[Opening DATA RECORDS section]

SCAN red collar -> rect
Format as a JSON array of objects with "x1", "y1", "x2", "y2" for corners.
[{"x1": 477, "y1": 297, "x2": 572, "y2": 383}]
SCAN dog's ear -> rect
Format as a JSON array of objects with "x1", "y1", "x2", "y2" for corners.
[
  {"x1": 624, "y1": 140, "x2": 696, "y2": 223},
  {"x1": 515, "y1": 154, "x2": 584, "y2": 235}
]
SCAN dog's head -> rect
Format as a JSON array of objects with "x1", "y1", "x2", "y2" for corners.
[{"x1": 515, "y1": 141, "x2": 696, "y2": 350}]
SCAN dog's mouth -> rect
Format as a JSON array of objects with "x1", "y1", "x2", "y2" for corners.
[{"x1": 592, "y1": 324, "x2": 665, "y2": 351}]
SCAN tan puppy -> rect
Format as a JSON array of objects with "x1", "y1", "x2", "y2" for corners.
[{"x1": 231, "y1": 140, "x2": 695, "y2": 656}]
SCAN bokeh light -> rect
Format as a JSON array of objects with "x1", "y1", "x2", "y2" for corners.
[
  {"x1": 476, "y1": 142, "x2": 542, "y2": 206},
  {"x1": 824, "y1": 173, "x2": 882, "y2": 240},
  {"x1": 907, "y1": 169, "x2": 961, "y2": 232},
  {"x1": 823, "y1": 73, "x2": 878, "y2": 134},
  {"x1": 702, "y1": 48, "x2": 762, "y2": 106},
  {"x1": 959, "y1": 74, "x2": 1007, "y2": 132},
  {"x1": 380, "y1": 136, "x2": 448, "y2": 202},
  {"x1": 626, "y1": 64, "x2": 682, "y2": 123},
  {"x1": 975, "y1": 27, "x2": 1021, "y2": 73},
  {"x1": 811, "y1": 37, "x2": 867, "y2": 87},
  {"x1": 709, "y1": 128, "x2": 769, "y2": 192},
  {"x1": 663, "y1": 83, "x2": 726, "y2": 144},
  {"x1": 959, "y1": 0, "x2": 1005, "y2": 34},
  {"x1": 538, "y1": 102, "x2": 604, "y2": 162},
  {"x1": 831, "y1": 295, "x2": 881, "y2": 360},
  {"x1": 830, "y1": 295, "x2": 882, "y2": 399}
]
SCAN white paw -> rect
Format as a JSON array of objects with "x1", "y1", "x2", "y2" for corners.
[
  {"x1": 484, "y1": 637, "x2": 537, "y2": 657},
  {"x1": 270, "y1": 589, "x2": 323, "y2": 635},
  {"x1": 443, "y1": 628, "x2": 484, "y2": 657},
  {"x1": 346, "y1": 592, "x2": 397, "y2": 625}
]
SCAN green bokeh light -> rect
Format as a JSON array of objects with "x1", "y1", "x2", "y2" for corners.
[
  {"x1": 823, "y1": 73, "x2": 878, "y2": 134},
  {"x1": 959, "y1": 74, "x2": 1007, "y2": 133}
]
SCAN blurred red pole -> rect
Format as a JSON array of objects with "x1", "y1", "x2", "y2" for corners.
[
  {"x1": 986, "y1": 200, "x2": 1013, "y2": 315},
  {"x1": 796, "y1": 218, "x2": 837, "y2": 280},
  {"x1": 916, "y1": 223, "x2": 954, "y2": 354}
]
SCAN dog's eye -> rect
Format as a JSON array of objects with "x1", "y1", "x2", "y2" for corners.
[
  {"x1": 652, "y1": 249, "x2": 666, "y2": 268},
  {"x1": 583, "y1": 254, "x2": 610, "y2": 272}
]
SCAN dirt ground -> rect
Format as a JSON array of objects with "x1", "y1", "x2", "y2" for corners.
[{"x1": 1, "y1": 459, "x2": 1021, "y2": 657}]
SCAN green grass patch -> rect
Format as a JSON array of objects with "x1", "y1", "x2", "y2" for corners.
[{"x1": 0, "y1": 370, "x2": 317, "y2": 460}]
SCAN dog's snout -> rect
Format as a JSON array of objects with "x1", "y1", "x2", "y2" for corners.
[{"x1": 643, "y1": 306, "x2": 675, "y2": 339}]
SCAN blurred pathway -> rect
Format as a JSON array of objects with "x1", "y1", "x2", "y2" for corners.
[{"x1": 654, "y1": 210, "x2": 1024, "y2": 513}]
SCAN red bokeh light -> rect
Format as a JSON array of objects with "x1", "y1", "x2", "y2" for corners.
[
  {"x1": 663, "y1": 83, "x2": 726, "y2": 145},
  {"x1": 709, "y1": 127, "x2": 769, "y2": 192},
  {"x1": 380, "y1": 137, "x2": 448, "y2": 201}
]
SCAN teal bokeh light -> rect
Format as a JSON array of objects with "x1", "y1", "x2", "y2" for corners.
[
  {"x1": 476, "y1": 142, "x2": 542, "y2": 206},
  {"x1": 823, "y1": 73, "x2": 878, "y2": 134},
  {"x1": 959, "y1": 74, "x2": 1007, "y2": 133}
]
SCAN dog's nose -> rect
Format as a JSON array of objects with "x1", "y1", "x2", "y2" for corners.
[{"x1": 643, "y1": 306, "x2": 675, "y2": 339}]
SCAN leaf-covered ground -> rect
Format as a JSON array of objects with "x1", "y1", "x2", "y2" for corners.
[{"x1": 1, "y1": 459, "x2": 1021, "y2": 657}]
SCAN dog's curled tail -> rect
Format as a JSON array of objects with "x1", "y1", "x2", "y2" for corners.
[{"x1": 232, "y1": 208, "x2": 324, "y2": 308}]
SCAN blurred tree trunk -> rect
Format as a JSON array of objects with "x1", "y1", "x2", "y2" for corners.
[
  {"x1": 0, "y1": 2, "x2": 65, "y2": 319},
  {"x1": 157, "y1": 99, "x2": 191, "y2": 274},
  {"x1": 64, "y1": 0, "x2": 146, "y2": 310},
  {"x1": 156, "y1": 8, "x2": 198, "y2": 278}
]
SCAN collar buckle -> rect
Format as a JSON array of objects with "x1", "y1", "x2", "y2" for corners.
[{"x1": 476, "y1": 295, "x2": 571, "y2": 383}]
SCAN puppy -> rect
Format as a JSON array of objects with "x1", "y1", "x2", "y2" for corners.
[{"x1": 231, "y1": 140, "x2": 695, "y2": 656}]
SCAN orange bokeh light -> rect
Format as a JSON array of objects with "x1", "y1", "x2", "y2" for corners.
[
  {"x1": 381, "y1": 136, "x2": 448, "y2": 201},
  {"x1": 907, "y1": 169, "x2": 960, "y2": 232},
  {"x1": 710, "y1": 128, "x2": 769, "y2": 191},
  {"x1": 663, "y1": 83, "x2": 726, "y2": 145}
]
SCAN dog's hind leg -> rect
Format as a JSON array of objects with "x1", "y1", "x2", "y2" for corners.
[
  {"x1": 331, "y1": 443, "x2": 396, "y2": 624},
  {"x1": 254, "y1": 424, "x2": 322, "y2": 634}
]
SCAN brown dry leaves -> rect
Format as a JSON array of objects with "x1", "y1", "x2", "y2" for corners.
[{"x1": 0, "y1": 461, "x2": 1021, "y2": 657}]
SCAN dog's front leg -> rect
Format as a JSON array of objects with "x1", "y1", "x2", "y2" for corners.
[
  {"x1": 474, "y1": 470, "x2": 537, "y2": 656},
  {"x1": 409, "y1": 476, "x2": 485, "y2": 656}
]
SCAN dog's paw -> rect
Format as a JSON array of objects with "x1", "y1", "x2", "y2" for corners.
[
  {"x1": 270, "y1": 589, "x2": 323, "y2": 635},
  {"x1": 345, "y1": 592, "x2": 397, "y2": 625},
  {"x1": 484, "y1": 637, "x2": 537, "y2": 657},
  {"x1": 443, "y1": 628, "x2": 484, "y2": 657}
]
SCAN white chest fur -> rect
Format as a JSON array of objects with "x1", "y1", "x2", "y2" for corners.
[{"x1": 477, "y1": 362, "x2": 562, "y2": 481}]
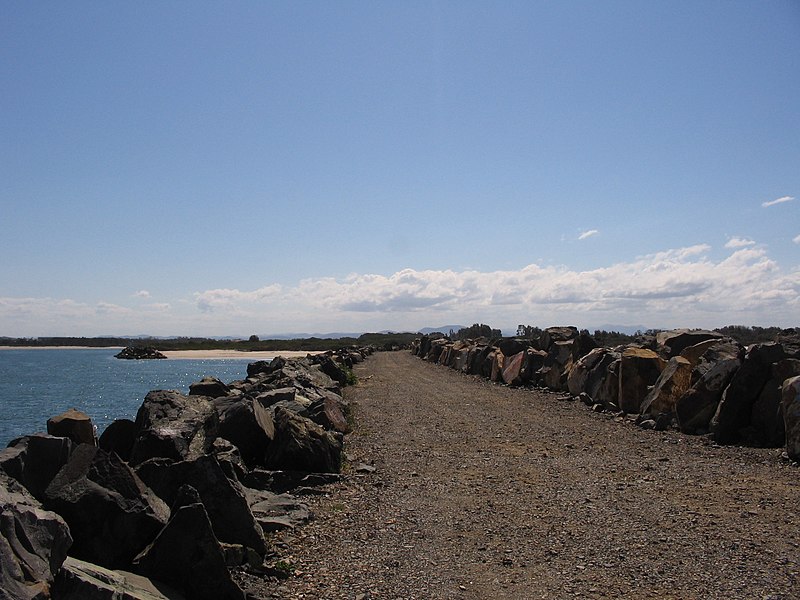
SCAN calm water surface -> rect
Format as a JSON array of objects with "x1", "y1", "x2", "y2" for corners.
[{"x1": 0, "y1": 348, "x2": 258, "y2": 447}]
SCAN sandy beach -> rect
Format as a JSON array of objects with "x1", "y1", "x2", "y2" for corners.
[{"x1": 162, "y1": 350, "x2": 319, "y2": 360}]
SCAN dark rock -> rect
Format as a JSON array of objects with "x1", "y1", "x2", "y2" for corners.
[
  {"x1": 265, "y1": 407, "x2": 342, "y2": 473},
  {"x1": 309, "y1": 353, "x2": 348, "y2": 386},
  {"x1": 132, "y1": 485, "x2": 245, "y2": 600},
  {"x1": 676, "y1": 341, "x2": 744, "y2": 434},
  {"x1": 98, "y1": 419, "x2": 137, "y2": 463},
  {"x1": 254, "y1": 387, "x2": 297, "y2": 409},
  {"x1": 53, "y1": 555, "x2": 184, "y2": 600},
  {"x1": 115, "y1": 347, "x2": 167, "y2": 360},
  {"x1": 188, "y1": 376, "x2": 230, "y2": 398},
  {"x1": 540, "y1": 326, "x2": 579, "y2": 350},
  {"x1": 211, "y1": 438, "x2": 247, "y2": 482},
  {"x1": 247, "y1": 357, "x2": 284, "y2": 378},
  {"x1": 498, "y1": 338, "x2": 531, "y2": 358},
  {"x1": 751, "y1": 359, "x2": 800, "y2": 447},
  {"x1": 130, "y1": 390, "x2": 218, "y2": 466},
  {"x1": 656, "y1": 329, "x2": 723, "y2": 358},
  {"x1": 134, "y1": 455, "x2": 267, "y2": 556},
  {"x1": 0, "y1": 433, "x2": 74, "y2": 502},
  {"x1": 246, "y1": 488, "x2": 312, "y2": 533},
  {"x1": 43, "y1": 445, "x2": 169, "y2": 569},
  {"x1": 0, "y1": 471, "x2": 72, "y2": 600},
  {"x1": 47, "y1": 408, "x2": 96, "y2": 446},
  {"x1": 712, "y1": 343, "x2": 787, "y2": 444},
  {"x1": 640, "y1": 356, "x2": 692, "y2": 416},
  {"x1": 593, "y1": 357, "x2": 621, "y2": 410},
  {"x1": 213, "y1": 396, "x2": 274, "y2": 468},
  {"x1": 308, "y1": 396, "x2": 351, "y2": 434},
  {"x1": 567, "y1": 347, "x2": 609, "y2": 396},
  {"x1": 783, "y1": 376, "x2": 800, "y2": 461},
  {"x1": 618, "y1": 348, "x2": 665, "y2": 413}
]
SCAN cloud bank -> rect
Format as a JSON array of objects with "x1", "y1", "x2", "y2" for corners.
[{"x1": 2, "y1": 244, "x2": 798, "y2": 336}]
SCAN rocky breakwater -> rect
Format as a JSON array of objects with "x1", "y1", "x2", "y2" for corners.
[
  {"x1": 0, "y1": 347, "x2": 372, "y2": 600},
  {"x1": 412, "y1": 327, "x2": 800, "y2": 459}
]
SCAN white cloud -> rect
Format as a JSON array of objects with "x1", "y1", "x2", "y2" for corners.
[
  {"x1": 725, "y1": 237, "x2": 756, "y2": 249},
  {"x1": 578, "y1": 229, "x2": 599, "y2": 240},
  {"x1": 133, "y1": 290, "x2": 150, "y2": 298},
  {"x1": 2, "y1": 244, "x2": 798, "y2": 336},
  {"x1": 793, "y1": 234, "x2": 800, "y2": 245},
  {"x1": 762, "y1": 195, "x2": 794, "y2": 208}
]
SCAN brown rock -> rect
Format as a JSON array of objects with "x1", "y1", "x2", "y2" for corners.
[
  {"x1": 618, "y1": 348, "x2": 665, "y2": 413},
  {"x1": 640, "y1": 356, "x2": 692, "y2": 415},
  {"x1": 47, "y1": 408, "x2": 96, "y2": 446}
]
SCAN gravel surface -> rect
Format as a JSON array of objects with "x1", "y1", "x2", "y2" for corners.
[{"x1": 240, "y1": 351, "x2": 800, "y2": 599}]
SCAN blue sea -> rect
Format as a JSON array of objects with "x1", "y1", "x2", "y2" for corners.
[{"x1": 0, "y1": 348, "x2": 261, "y2": 447}]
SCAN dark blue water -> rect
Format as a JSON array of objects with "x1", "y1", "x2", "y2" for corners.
[{"x1": 0, "y1": 349, "x2": 261, "y2": 447}]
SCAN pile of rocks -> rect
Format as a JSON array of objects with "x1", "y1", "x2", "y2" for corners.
[
  {"x1": 412, "y1": 327, "x2": 800, "y2": 460},
  {"x1": 115, "y1": 346, "x2": 167, "y2": 360},
  {"x1": 0, "y1": 348, "x2": 371, "y2": 600}
]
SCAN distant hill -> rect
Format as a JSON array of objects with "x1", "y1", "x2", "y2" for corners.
[{"x1": 418, "y1": 325, "x2": 466, "y2": 335}]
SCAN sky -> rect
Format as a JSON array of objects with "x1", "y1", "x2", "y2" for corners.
[{"x1": 1, "y1": 1, "x2": 799, "y2": 337}]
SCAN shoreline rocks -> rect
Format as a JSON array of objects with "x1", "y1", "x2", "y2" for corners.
[
  {"x1": 412, "y1": 326, "x2": 800, "y2": 455},
  {"x1": 115, "y1": 346, "x2": 167, "y2": 360},
  {"x1": 1, "y1": 347, "x2": 373, "y2": 600}
]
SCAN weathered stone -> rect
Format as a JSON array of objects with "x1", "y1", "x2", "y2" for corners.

[Closing DATA RECORDS section]

THE PROBLEM>
Tally the lines of the data that contain the word "blue", and give only that tally.

TASK RESPONSE>
2